EXTRACTED INFORMATION:
*** Begin section ***

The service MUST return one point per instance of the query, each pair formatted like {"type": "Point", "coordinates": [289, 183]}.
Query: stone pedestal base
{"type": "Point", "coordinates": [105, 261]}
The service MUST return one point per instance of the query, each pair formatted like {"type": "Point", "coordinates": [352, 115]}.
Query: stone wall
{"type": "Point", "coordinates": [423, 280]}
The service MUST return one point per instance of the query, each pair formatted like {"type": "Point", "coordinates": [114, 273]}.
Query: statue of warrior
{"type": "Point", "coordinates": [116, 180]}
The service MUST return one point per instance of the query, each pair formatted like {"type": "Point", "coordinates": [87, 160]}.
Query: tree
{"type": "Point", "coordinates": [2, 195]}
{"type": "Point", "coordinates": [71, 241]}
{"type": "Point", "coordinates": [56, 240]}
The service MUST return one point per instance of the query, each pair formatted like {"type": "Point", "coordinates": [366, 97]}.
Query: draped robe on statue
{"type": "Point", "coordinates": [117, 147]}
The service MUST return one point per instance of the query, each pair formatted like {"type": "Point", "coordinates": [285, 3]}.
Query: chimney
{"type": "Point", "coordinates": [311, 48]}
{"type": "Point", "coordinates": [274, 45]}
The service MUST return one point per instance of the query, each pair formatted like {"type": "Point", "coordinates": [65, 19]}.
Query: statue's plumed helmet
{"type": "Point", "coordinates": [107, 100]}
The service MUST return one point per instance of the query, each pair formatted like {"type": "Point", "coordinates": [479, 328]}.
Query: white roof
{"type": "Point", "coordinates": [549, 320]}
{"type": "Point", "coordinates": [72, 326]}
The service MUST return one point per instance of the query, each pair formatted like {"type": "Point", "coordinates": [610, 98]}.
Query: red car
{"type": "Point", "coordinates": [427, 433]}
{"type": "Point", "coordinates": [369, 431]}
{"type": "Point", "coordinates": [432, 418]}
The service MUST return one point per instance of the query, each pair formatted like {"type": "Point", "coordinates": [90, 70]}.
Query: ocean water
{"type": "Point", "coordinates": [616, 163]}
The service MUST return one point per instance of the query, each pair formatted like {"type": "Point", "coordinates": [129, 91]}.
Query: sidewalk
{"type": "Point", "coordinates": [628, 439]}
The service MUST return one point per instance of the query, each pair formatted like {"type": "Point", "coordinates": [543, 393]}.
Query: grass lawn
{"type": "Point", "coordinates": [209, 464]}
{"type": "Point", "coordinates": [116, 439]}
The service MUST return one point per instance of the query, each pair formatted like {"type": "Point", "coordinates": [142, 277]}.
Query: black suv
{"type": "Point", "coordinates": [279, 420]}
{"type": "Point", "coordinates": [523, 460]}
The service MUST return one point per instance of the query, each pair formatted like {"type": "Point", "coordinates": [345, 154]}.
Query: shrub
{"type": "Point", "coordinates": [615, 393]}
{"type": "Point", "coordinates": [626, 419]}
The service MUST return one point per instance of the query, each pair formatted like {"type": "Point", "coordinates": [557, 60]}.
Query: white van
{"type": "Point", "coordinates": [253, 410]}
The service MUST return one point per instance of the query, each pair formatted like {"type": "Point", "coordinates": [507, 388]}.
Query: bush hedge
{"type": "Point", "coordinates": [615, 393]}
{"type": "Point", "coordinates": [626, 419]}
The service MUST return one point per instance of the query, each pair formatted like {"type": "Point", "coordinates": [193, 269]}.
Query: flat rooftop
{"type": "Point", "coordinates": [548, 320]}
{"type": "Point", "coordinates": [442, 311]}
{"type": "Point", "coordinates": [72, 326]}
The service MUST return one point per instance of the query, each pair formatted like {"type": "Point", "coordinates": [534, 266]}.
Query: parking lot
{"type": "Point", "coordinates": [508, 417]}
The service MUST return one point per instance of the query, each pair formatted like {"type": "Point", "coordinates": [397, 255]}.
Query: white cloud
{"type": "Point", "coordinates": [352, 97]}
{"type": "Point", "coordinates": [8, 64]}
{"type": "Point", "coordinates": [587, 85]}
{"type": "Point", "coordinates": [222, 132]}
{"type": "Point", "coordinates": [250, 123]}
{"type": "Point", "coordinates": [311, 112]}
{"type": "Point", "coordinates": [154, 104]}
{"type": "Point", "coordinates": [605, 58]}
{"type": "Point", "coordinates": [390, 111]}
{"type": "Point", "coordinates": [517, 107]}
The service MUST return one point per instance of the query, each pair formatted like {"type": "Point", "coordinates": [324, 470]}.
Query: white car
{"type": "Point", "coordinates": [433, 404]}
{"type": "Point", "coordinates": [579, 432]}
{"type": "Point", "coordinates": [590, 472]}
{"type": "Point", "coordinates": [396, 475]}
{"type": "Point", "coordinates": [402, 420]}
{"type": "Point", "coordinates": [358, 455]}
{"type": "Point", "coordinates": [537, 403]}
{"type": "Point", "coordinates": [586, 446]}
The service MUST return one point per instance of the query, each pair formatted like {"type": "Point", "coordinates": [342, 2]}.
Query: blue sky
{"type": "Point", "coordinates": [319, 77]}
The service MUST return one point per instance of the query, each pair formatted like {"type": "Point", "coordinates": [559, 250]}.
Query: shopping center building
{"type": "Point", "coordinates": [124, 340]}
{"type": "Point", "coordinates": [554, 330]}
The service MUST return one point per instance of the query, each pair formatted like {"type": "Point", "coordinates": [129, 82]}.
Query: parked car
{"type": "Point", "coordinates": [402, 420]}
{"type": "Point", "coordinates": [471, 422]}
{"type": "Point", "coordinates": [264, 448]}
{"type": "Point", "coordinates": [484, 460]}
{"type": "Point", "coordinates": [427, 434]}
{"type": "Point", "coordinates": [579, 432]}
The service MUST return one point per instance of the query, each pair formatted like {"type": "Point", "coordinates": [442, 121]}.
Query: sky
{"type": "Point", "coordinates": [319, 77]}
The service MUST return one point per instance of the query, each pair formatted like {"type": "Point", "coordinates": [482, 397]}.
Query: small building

*** End section ***

PROBLEM TO SOLVE: From the first line to the last, print the listing above exactly.

ANSWER SPACE:
The service MUST return one point per instance of the query, each pair formatted like {"type": "Point", "coordinates": [289, 183]}.
Query: stone pedestal base
{"type": "Point", "coordinates": [105, 261]}
The service MUST return one point per instance of the query, each pair formatted like {"type": "Point", "coordinates": [352, 115]}.
Query: stone wall
{"type": "Point", "coordinates": [423, 280]}
The service MUST return one point per instance of the query, each pair formatted like {"type": "Point", "coordinates": [114, 273]}.
Query: statue of warrior
{"type": "Point", "coordinates": [116, 180]}
The service MUST return one point per instance of the query, each pair formatted like {"type": "Point", "coordinates": [87, 160]}.
Query: tree
{"type": "Point", "coordinates": [2, 195]}
{"type": "Point", "coordinates": [71, 241]}
{"type": "Point", "coordinates": [56, 240]}
The service MUST return one point per instance of the query, each pair formatted like {"type": "Point", "coordinates": [366, 97]}.
Query: draped robe on statue
{"type": "Point", "coordinates": [117, 147]}
The service MUST return one point per instance of the query, each pair formatted like {"type": "Point", "coordinates": [285, 3]}.
Query: chimney
{"type": "Point", "coordinates": [311, 48]}
{"type": "Point", "coordinates": [274, 45]}
The service MUST return one point per instance of the query, each pair formatted like {"type": "Point", "coordinates": [65, 19]}.
Query: statue's plumed helmet
{"type": "Point", "coordinates": [107, 100]}
The service MUST return one point per instance of the query, each pair formatted like {"type": "Point", "coordinates": [479, 328]}.
Query: white roof
{"type": "Point", "coordinates": [549, 320]}
{"type": "Point", "coordinates": [72, 326]}
The service MUST return one point per instance of the query, each pair formatted like {"type": "Point", "coordinates": [610, 98]}.
Query: red car
{"type": "Point", "coordinates": [427, 433]}
{"type": "Point", "coordinates": [369, 431]}
{"type": "Point", "coordinates": [432, 418]}
The service MUST return one point per instance of the query, each pair formatted like {"type": "Point", "coordinates": [90, 70]}.
Query: ocean water
{"type": "Point", "coordinates": [616, 163]}
The service MUST return one point per instance of the query, each pair formatted like {"type": "Point", "coordinates": [129, 91]}.
Query: sidewalk
{"type": "Point", "coordinates": [628, 439]}
The service MUST return one point per instance of the query, each pair formatted like {"type": "Point", "coordinates": [543, 393]}.
Query: grass lawn
{"type": "Point", "coordinates": [209, 464]}
{"type": "Point", "coordinates": [116, 439]}
The service MUST return one point per instance of the query, each pair formatted like {"type": "Point", "coordinates": [142, 277]}.
Query: black suv
{"type": "Point", "coordinates": [279, 420]}
{"type": "Point", "coordinates": [523, 460]}
The service MUST return one point per instance of the query, each pair formatted like {"type": "Point", "coordinates": [345, 154]}.
Query: shrub
{"type": "Point", "coordinates": [615, 393]}
{"type": "Point", "coordinates": [626, 419]}
The service MUST return one point per instance of the query, each pair formatted like {"type": "Point", "coordinates": [557, 60]}.
Query: white van
{"type": "Point", "coordinates": [253, 410]}
The service MUST return one point per instance of the query, each pair formatted like {"type": "Point", "coordinates": [507, 388]}.
Query: bush hedge
{"type": "Point", "coordinates": [615, 393]}
{"type": "Point", "coordinates": [626, 419]}
The service MUST return one point per instance of the query, each pair formatted like {"type": "Point", "coordinates": [193, 269]}.
Query: flat rooftop
{"type": "Point", "coordinates": [548, 320]}
{"type": "Point", "coordinates": [442, 311]}
{"type": "Point", "coordinates": [72, 326]}
The service MUST return one point per instance of the query, each pair formatted like {"type": "Point", "coordinates": [534, 266]}.
Query: parking lot
{"type": "Point", "coordinates": [508, 417]}
The service MUST return one point per instance of the query, each pair formatted like {"type": "Point", "coordinates": [397, 255]}.
Query: white cloud
{"type": "Point", "coordinates": [352, 97]}
{"type": "Point", "coordinates": [8, 64]}
{"type": "Point", "coordinates": [587, 85]}
{"type": "Point", "coordinates": [222, 132]}
{"type": "Point", "coordinates": [250, 123]}
{"type": "Point", "coordinates": [311, 112]}
{"type": "Point", "coordinates": [154, 104]}
{"type": "Point", "coordinates": [605, 58]}
{"type": "Point", "coordinates": [390, 111]}
{"type": "Point", "coordinates": [517, 107]}
The service MUST return one point per instance of the query, each pair formatted like {"type": "Point", "coordinates": [324, 470]}.
Query: white car
{"type": "Point", "coordinates": [433, 404]}
{"type": "Point", "coordinates": [579, 432]}
{"type": "Point", "coordinates": [590, 472]}
{"type": "Point", "coordinates": [396, 475]}
{"type": "Point", "coordinates": [402, 420]}
{"type": "Point", "coordinates": [358, 455]}
{"type": "Point", "coordinates": [537, 403]}
{"type": "Point", "coordinates": [586, 446]}
The service MUST return one point per instance of the query, each pair formatted like {"type": "Point", "coordinates": [342, 2]}.
Query: blue sky
{"type": "Point", "coordinates": [319, 77]}
The service MUST return one point per instance of the query, each pair formatted like {"type": "Point", "coordinates": [559, 250]}.
Query: shopping center building
{"type": "Point", "coordinates": [124, 340]}
{"type": "Point", "coordinates": [554, 330]}
The service MUST return one point per instance of the query, each pair formatted like {"type": "Point", "coordinates": [129, 82]}.
Query: parked car
{"type": "Point", "coordinates": [402, 420]}
{"type": "Point", "coordinates": [471, 422]}
{"type": "Point", "coordinates": [264, 448]}
{"type": "Point", "coordinates": [484, 460]}
{"type": "Point", "coordinates": [427, 434]}
{"type": "Point", "coordinates": [579, 432]}
The service MUST return one point per instance of the query, each pair formatted like {"type": "Point", "coordinates": [442, 121]}.
Query: sky
{"type": "Point", "coordinates": [319, 77]}
The service MUST return one point per instance of the query, each pair formatted like {"type": "Point", "coordinates": [482, 397]}.
Query: small building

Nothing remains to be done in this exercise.